### SUPPLIED DATA
-- begin --

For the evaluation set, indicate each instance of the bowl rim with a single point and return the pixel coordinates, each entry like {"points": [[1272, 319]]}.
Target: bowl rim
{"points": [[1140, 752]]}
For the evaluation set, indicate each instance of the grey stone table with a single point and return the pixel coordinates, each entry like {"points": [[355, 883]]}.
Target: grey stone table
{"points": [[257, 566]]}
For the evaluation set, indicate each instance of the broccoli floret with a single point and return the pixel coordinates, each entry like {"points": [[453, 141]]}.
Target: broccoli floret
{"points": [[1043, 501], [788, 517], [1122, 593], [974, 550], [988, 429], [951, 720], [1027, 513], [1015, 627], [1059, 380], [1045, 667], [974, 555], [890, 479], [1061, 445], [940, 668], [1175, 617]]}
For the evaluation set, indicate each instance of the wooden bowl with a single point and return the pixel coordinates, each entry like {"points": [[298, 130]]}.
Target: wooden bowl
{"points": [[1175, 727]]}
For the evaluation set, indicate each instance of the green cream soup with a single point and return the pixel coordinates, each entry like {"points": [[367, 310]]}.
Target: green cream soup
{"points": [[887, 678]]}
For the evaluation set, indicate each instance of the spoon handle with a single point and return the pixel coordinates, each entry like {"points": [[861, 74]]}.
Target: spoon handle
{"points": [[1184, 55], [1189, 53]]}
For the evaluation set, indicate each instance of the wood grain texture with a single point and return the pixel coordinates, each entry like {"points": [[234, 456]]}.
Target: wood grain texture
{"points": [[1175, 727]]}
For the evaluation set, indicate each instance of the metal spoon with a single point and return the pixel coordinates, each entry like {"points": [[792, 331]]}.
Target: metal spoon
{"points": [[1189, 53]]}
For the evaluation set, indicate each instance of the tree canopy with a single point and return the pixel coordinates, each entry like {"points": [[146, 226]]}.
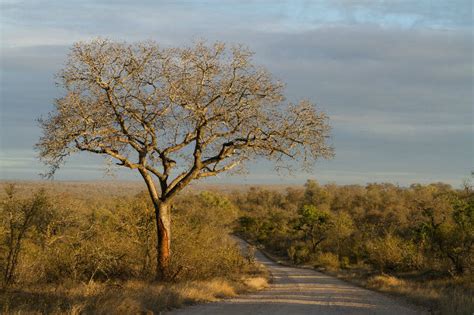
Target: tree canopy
{"points": [[177, 113]]}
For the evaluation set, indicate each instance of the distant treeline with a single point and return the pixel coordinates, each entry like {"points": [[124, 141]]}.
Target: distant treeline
{"points": [[383, 226]]}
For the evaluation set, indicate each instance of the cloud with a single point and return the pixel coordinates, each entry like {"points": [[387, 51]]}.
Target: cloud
{"points": [[394, 76]]}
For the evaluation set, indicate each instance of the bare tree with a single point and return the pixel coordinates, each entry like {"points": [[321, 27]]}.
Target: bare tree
{"points": [[176, 115]]}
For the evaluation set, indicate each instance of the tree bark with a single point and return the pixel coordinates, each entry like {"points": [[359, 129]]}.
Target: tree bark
{"points": [[163, 226]]}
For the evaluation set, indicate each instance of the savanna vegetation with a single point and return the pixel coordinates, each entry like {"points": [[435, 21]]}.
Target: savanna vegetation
{"points": [[91, 248], [175, 115], [72, 249], [416, 241]]}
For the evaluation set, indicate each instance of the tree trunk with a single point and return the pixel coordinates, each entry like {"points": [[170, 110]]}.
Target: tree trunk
{"points": [[163, 226]]}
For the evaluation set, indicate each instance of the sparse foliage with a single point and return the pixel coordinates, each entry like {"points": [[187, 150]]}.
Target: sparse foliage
{"points": [[176, 115]]}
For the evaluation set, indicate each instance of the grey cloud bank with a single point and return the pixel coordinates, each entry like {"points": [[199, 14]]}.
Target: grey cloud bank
{"points": [[395, 77]]}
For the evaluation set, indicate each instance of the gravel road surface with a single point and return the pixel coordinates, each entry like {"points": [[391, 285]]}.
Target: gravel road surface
{"points": [[304, 291]]}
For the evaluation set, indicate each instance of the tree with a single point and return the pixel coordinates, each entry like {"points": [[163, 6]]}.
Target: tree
{"points": [[315, 224], [176, 115]]}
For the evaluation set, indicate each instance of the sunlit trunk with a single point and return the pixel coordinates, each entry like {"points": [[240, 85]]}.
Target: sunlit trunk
{"points": [[163, 224]]}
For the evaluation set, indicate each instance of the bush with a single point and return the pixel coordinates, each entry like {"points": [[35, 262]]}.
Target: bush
{"points": [[328, 261]]}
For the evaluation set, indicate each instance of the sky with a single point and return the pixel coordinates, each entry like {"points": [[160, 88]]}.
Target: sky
{"points": [[395, 77]]}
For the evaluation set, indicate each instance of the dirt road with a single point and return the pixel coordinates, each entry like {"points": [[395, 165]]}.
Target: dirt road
{"points": [[304, 291]]}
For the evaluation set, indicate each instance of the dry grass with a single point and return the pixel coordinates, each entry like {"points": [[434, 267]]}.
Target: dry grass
{"points": [[442, 295], [131, 297]]}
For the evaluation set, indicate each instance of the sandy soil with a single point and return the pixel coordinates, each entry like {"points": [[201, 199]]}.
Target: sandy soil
{"points": [[304, 291]]}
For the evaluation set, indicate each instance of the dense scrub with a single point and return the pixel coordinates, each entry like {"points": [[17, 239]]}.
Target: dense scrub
{"points": [[421, 234], [69, 250]]}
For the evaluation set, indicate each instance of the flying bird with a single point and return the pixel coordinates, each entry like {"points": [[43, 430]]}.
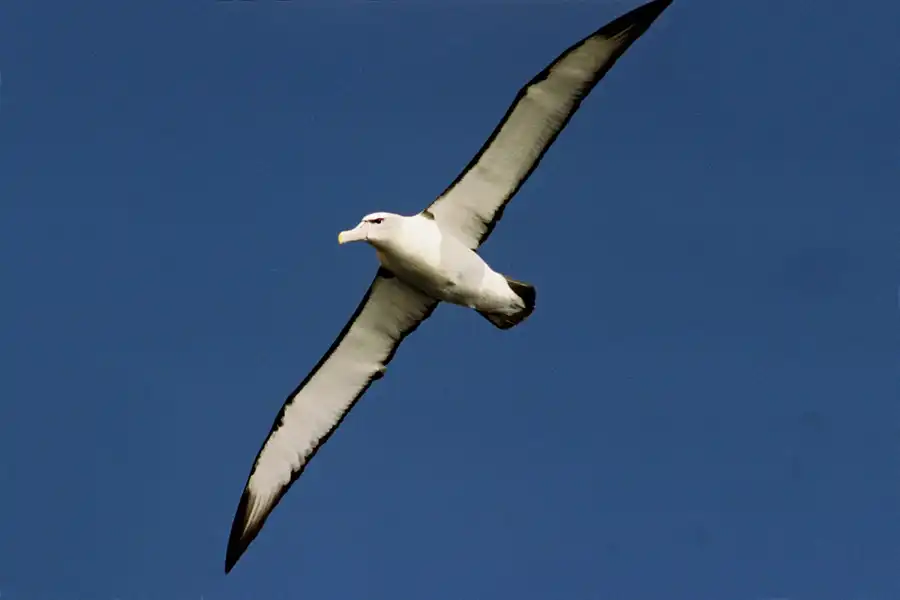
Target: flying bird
{"points": [[430, 258]]}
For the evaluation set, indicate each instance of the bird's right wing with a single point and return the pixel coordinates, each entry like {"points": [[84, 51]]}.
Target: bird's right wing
{"points": [[389, 312], [473, 204]]}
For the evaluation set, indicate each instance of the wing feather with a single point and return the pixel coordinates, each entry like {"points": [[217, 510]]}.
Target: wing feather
{"points": [[388, 312], [471, 206]]}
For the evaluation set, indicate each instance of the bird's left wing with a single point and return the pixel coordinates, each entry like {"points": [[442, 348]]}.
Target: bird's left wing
{"points": [[474, 202], [389, 312]]}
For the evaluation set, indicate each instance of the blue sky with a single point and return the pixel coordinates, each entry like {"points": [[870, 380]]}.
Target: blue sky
{"points": [[703, 406]]}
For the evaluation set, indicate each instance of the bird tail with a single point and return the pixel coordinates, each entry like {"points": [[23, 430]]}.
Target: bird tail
{"points": [[523, 290]]}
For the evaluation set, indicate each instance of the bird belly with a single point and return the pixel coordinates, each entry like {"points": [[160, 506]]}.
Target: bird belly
{"points": [[469, 282]]}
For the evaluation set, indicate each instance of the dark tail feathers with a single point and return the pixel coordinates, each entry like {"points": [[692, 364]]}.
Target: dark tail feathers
{"points": [[523, 290]]}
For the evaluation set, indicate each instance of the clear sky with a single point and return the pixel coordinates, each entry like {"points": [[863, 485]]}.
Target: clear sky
{"points": [[703, 407]]}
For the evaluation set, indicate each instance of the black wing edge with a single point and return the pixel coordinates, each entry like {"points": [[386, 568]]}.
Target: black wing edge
{"points": [[641, 18], [241, 535]]}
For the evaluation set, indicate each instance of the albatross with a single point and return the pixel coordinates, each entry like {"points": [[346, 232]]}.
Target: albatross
{"points": [[428, 258]]}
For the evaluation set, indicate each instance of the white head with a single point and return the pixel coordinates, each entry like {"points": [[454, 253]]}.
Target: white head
{"points": [[374, 228]]}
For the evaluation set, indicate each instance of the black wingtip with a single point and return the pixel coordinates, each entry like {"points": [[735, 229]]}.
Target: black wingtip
{"points": [[642, 16], [241, 535]]}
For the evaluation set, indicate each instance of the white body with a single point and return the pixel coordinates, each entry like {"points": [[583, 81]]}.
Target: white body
{"points": [[416, 250]]}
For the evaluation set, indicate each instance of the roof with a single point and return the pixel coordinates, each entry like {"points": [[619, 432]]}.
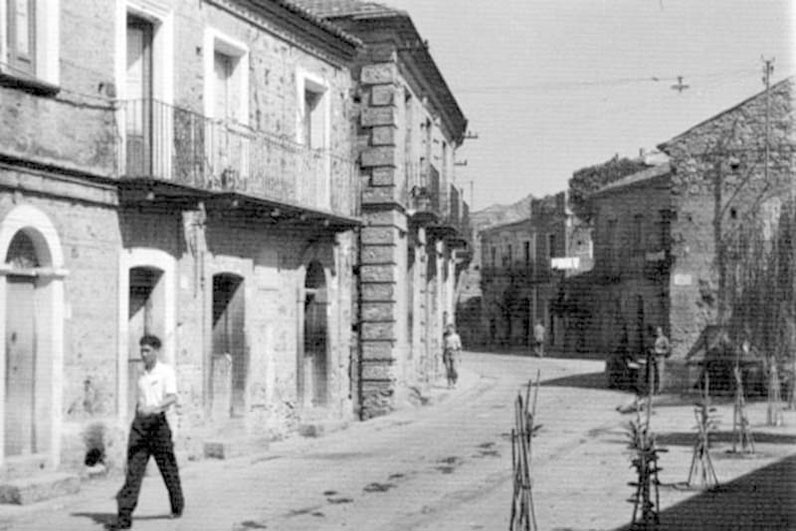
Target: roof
{"points": [[636, 178], [664, 146], [361, 13], [304, 13], [346, 8]]}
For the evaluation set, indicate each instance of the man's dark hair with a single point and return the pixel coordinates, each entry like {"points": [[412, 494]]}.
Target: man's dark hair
{"points": [[150, 340]]}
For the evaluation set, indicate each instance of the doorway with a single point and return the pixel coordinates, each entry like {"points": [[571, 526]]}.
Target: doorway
{"points": [[229, 363], [313, 372], [21, 429]]}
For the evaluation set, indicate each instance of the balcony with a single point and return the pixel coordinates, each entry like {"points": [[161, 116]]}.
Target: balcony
{"points": [[205, 157]]}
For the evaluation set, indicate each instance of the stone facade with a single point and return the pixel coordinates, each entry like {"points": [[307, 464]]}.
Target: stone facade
{"points": [[409, 127], [230, 236], [523, 265], [628, 287]]}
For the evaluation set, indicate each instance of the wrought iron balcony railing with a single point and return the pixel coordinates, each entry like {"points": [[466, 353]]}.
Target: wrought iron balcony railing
{"points": [[165, 142]]}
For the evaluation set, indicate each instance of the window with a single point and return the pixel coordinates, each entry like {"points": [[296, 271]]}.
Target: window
{"points": [[29, 47], [313, 129], [313, 123], [638, 233], [226, 78], [551, 245], [227, 144], [139, 91], [664, 223], [611, 244], [22, 35]]}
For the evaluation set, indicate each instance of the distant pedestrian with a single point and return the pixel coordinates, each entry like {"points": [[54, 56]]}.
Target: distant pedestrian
{"points": [[150, 435], [538, 339], [452, 348], [661, 349]]}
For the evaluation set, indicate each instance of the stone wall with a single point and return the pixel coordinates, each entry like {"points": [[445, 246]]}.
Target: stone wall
{"points": [[728, 210]]}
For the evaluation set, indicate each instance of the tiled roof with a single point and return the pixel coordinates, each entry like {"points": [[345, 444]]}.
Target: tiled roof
{"points": [[304, 11], [785, 84], [345, 8], [643, 175]]}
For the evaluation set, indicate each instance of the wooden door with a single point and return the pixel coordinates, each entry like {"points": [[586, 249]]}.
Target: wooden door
{"points": [[315, 345], [20, 436], [229, 346]]}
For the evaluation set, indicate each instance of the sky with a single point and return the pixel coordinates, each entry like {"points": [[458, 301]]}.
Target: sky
{"points": [[552, 86]]}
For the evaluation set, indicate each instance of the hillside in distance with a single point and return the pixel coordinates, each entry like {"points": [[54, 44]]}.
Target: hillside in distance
{"points": [[500, 214]]}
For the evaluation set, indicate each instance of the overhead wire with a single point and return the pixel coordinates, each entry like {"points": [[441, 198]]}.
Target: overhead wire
{"points": [[552, 86]]}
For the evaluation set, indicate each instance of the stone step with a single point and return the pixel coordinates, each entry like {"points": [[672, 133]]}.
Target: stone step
{"points": [[39, 487], [229, 448], [319, 428]]}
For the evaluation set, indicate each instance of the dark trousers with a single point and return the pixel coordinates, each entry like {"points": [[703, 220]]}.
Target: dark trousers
{"points": [[449, 358], [149, 435]]}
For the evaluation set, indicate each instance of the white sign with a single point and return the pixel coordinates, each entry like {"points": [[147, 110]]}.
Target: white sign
{"points": [[565, 263], [682, 280]]}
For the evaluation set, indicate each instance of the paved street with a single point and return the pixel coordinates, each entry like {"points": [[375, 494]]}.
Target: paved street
{"points": [[448, 466]]}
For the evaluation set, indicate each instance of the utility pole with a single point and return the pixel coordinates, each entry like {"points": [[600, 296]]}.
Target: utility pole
{"points": [[679, 86], [768, 69]]}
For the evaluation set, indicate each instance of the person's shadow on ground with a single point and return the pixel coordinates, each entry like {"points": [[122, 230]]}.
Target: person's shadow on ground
{"points": [[107, 519], [762, 499]]}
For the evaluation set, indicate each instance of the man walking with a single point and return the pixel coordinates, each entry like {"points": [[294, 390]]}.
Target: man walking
{"points": [[538, 339], [660, 350], [452, 347], [150, 435]]}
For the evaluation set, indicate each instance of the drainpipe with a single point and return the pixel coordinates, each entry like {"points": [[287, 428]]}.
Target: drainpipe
{"points": [[355, 361]]}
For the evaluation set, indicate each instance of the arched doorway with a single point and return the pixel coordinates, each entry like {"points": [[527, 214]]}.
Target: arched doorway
{"points": [[230, 362], [21, 429], [31, 357], [313, 370]]}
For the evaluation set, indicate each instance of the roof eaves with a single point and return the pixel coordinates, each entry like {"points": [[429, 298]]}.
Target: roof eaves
{"points": [[665, 146], [319, 21], [635, 178]]}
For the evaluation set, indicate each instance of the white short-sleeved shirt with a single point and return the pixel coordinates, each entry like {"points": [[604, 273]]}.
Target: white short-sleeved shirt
{"points": [[154, 385]]}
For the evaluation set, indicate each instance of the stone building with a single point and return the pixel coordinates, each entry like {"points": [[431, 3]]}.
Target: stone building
{"points": [[523, 265], [702, 241], [409, 128], [185, 170]]}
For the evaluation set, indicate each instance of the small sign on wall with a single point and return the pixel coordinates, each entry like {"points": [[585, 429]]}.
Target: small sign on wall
{"points": [[681, 279]]}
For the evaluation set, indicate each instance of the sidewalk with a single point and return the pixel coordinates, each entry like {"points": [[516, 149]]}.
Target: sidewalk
{"points": [[96, 499]]}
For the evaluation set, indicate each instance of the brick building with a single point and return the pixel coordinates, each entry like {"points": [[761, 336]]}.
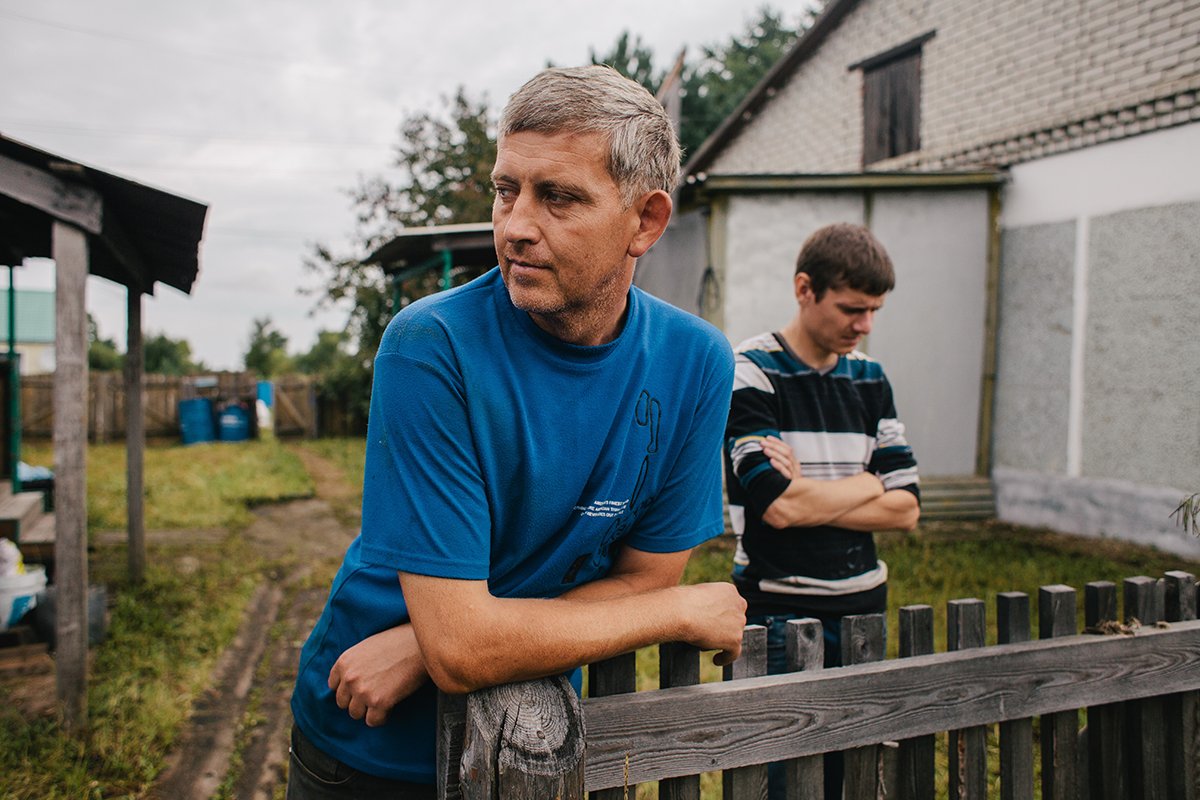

-- end --

### THE REQUEST
Gather every line of the records above that contains the word "sunlit" and copy each one out.

### ANSWER BELOW
For the evaluation set, indicate each instance of the sunlit trunk with a single point and return the pixel coordinates, each entry like {"points": [[240, 85]]}.
Target: sunlit trunk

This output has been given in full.